**Text excerpt:**
_ _ _ _ _ _ _

Yeah, and we have all these songs, and all of them will be used in these editions. Right now I don’t even know where they will be used… I have it written down somewhere! [laughs] They do so many things; vinyls in different colors, and all that. I kind of like it.

MB: You don’t think it’s too much sometimes? Too many versions of the same album?
Well, you don’t have to buy it. It’s stuff for collectors, or for people who really want to have something different. If you wanna have a collector’s item you’re free to get it.

Photo by Martin Häusler

MB: Considering that every member of Helloween is a very good musician, is that why you need to resort to someone like your producer to select the tracks, because they’re all kind of just as good as each other?
It’s good to have that kind of people around you, and who tell you what they feel when they hear the music. If they have an idea as to how to work with it and how to promote it, then it’s even better. It’s a luxury problem; having too many songs! [laughs]

MB: Changing shifts a bit, I thought that it was very interesting when, with your side project Bassinvaders, you released Hellbassbeaters in 2008. I was sad to see that the band didn’t release anything else after that; do you think that you’ll do more?

_ _ _ _ _ _ _

**Dataset extract:**

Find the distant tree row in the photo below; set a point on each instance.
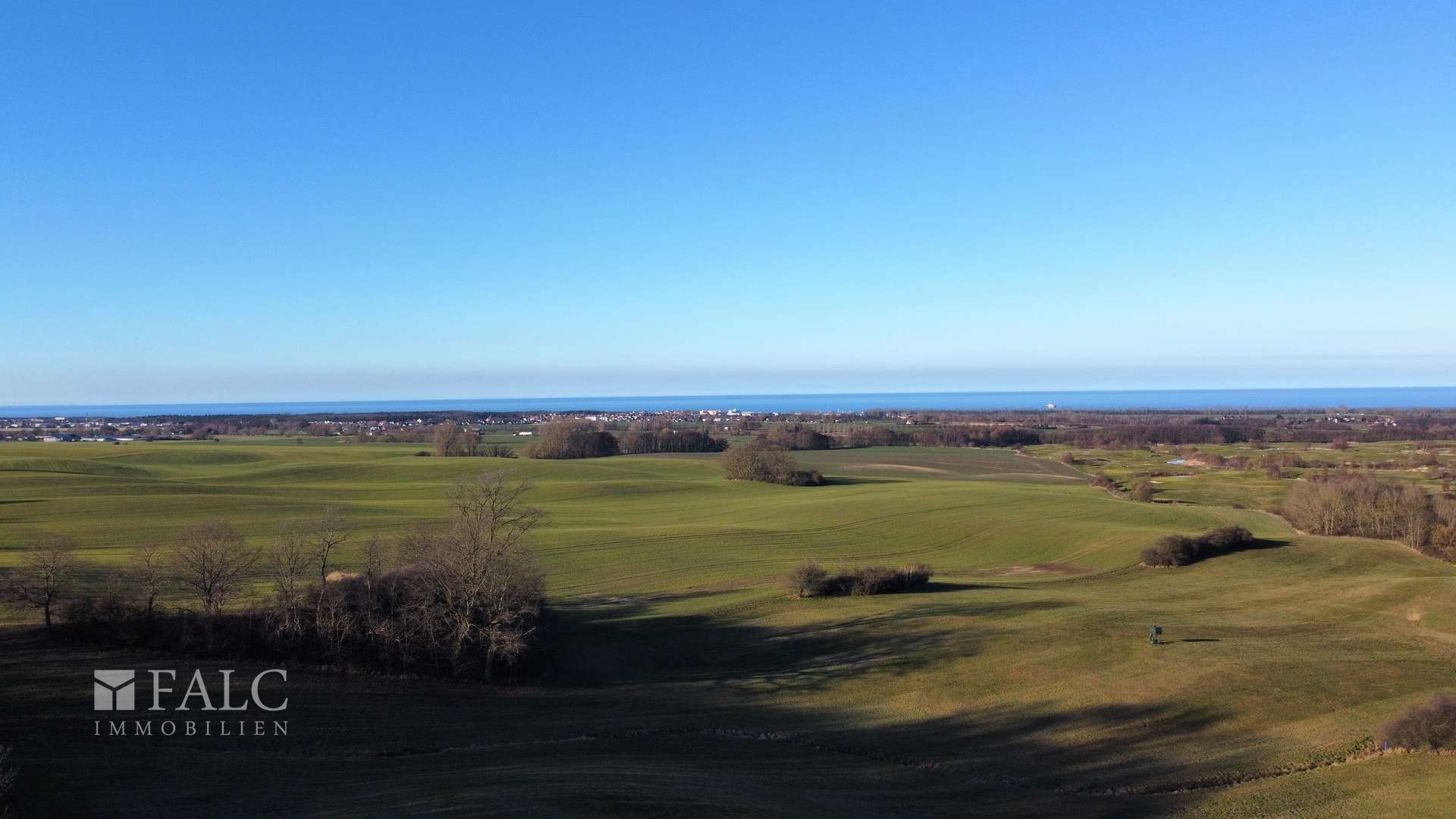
(1360, 504)
(1180, 550)
(759, 461)
(573, 439)
(644, 442)
(459, 599)
(811, 580)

_ _ _ _ _ _ _

**Exercise A:**
In the interview, what year was Hellbassbeaters released?
**Exercise B:**
Rewrite the listing with "tree row" changed to "line of trees" and nothing else altered, leaving out the pictures.
The interview and the listing are unrelated to each other.

**Right answer A:**
2008

**Right answer B:**
Find the distant line of trees in the photo below; set a point on each instance.
(1360, 504)
(1180, 550)
(759, 461)
(573, 439)
(644, 442)
(459, 599)
(811, 580)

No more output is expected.